Prompt A ▸ In the discussion of medical translators, rewrite the paragraph beginning "In their introduction, they distinguish" more briefly, keeping its main facts.
Prompt B ▸ In the discussion of medical translators, which translators does the introduction call amateur translators?
Prompt C ▸ Pick up the discussion of medical translators after its last sentence and continue it.

Source extract ▸
▼▼▼
Christine Andersen wrote:
In short, you need to be a LINGUIST who understands medicine, however you acquire your knowledge of medicine (reading texts in the target language or the source, practising, whatever).
Interestingly, although their data compares translators who studied only medicine, who studied only linguistics, and who studied both medicine and linguistics, they classify medical translators entirely differently in their introduction (which I thought weird).
In their introduction, they distinguish between amateur translators (i.e. who studied only medicine and not linguistics) and professional translators (i.e. who studied linguistics, regardless of whether they studied medicine or picked up their medical knowledge by simply doing it). I'm not sure how the classification used in their introduction relates to the classification they used when compiling their data -- they seem to be incompatible.
The chances are that a good linguist can become a good medical translator, and some medics who are not also trained linguists are also good translators. ... My guess is that both medical professionals and translators stop taking exams at some stage, but the good ones never stop studying in either profession. ...So in fact, the good translators have studied both medicine and liguistics, and they are the best at applying what they have studied.
▲▲▲
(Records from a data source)
▼▼▼
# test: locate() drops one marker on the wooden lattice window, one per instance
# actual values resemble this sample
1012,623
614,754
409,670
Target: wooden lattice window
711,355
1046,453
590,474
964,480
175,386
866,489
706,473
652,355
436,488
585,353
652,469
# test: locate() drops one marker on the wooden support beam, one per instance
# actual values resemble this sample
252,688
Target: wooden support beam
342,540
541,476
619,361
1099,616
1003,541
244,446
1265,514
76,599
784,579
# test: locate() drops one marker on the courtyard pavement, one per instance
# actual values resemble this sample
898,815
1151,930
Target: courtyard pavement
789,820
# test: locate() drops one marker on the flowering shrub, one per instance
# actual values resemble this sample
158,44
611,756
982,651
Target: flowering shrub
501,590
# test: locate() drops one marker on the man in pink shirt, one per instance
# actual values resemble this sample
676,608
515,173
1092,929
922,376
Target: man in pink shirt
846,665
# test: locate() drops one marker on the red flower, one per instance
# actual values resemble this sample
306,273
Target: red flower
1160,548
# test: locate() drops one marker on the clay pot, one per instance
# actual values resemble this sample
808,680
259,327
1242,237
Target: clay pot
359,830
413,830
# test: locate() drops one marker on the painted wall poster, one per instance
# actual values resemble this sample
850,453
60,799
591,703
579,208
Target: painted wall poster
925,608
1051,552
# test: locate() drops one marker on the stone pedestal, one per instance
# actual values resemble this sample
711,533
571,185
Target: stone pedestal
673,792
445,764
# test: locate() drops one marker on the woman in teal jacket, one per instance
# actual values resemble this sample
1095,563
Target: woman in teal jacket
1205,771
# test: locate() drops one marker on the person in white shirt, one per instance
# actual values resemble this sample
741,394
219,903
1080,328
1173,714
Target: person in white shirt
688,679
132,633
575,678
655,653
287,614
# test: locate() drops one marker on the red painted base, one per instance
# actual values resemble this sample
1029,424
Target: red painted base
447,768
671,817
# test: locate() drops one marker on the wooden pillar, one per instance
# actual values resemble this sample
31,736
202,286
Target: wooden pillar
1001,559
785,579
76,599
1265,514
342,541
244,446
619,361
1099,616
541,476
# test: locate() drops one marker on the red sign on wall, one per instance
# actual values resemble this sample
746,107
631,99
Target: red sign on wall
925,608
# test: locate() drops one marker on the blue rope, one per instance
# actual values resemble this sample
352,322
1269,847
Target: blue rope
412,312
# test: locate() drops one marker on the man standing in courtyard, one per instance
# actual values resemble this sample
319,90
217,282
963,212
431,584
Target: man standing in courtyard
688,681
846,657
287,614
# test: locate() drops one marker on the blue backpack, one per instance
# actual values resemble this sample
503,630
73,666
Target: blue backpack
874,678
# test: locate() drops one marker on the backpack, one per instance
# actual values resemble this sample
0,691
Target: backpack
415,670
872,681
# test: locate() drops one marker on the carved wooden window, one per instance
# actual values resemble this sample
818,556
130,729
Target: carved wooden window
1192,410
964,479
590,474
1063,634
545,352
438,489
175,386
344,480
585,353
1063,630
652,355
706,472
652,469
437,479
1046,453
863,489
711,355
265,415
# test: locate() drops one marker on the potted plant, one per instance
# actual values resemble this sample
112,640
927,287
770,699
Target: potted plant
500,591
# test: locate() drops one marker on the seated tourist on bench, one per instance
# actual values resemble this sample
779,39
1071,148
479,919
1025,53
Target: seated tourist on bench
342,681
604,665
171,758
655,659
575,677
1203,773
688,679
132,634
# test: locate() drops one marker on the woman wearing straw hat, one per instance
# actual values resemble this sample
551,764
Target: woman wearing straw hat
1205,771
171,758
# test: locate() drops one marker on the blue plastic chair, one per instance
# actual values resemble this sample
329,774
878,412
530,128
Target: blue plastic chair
▲▲▲
Task answer A ▸ The introduction splits medical translators into amateurs, who studied medicine but not linguistics, and professionals, who studied linguistics whether or not they also studied medicine or learned it through practice. This scheme seems incompatible with the classification used to compile the data.

Task answer B ▸ Those who studied only medicine and not linguistics.

Task answer C ▸
I don't see how you could have reached that conclusion.
In fact, the data shows that having studied both medicine and linguistics (as opposed to having studied only the one or the other) does not seem to influence whether the translator is good or bad. You get good translators who studied both, and you get bad translators who studied both.
The only relation between type of study and quality of translation (as measured in terms of linguistic errors) is that medical translators who didn't study linguistics tend to make much fewer linguistic errors than medical translators who didn't study medicine.